*** Opening of Provided records ***

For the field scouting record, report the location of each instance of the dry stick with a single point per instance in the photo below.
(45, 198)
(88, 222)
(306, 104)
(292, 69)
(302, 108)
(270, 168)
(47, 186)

*** Close of Provided records ***

_Exercise objective_
Return the data above in full. Keep every line exactly as it is.

_Finished exercise_
For the field scouting record, report the location of each instance of the dry stick with a single point per instance in the photo below.
(45, 198)
(88, 222)
(306, 104)
(292, 69)
(302, 108)
(270, 168)
(47, 186)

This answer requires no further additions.